• [Problem]:
Extend the passage below about God and the problem of gratuitous natural evil, picking up after its final sentence. The data that follows the passage is not part of it.

• [Document segment]:

* * * *

I should admit upfront that I am an atheist, as well as a Nietzschean and a deep moral sceptic. I find Hume's Is-Ought Gap convincing and, while I do not deny that I have moral feelings, I think it is more sensible to explain them as human psychological experience, not as "perceptions" of objective moral norms.

My question is about your response to the problem of gratuitous natural evil. In your debate with Walter Sinnott-Armstrong you responded to his hypotheticals about babies dying of painful diseases by saying that we lack the full scope of understanding to evaluate the moral rightness of God's non-intervention. Your argument makes perfect sense. We lack God's omniscience so we cannot judge whether allowing a baby to die of a horrible disease will somehow prevent a terrible evil or enable a great good. In fact, there are probably many constraints on our moral judgment in comparison to a perfectly good being!

* * * *

• [The data]:

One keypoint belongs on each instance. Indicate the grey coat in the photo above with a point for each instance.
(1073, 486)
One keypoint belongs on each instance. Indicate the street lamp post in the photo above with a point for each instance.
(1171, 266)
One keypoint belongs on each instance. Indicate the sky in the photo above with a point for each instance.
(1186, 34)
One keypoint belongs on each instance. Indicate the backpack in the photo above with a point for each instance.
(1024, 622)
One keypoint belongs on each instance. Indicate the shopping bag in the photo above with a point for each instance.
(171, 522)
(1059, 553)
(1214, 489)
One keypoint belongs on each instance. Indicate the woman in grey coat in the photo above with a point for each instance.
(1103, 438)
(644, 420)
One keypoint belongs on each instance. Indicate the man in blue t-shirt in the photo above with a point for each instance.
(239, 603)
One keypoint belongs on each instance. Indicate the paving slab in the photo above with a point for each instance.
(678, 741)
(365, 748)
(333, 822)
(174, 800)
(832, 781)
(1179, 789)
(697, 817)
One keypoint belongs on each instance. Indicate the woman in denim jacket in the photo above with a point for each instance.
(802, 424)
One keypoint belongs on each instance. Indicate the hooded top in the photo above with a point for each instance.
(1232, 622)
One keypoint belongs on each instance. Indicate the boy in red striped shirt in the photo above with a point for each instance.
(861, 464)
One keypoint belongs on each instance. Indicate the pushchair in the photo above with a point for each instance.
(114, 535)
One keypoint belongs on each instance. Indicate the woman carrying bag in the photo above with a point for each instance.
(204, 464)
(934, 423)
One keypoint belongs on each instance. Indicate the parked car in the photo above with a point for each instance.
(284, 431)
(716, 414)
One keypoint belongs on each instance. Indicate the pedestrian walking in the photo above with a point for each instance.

* * * *

• [Answer to the exercise]:
But your response to the problem of gratuitous natural evil seems to create a problem for people who want to be moral. I perceive a baby dying of a painful disease as a moral evil and I judge God to be an immoral monster for allowing that to happen. But your response suggests that my judgment is in error: how do I know God does not have some greater reason for allowing that suffering? But doesn't that mean that all of my moral judgments are possibly in error? If I lack the knowledge and scope of cognition to judge God as immoral for allowing a baby to die of a horrible disease, am I not similarly unqualified to judge a human who can cure a dying baby, but chooses not to? Going even further, if I see someone about to die in a tsunami, should I try to save them? What if God is trying to accomplish some greater good by allowing that person to die?

In short, if we are in no position to judge the morality of God's actions or inactions, how are we in a position to judge each other's moral actions or to even make moral decisions in the first place? As the disease-stricken baby shows, my moral judgment can err. How can I know, then, when my moral judgment is in error? If I assume your response to the problem of evil is correct, then my moral sense errs quite frequently, usually in response to all the horrible natural evil surrounding us. Does this not render attempting to behave morally absurd?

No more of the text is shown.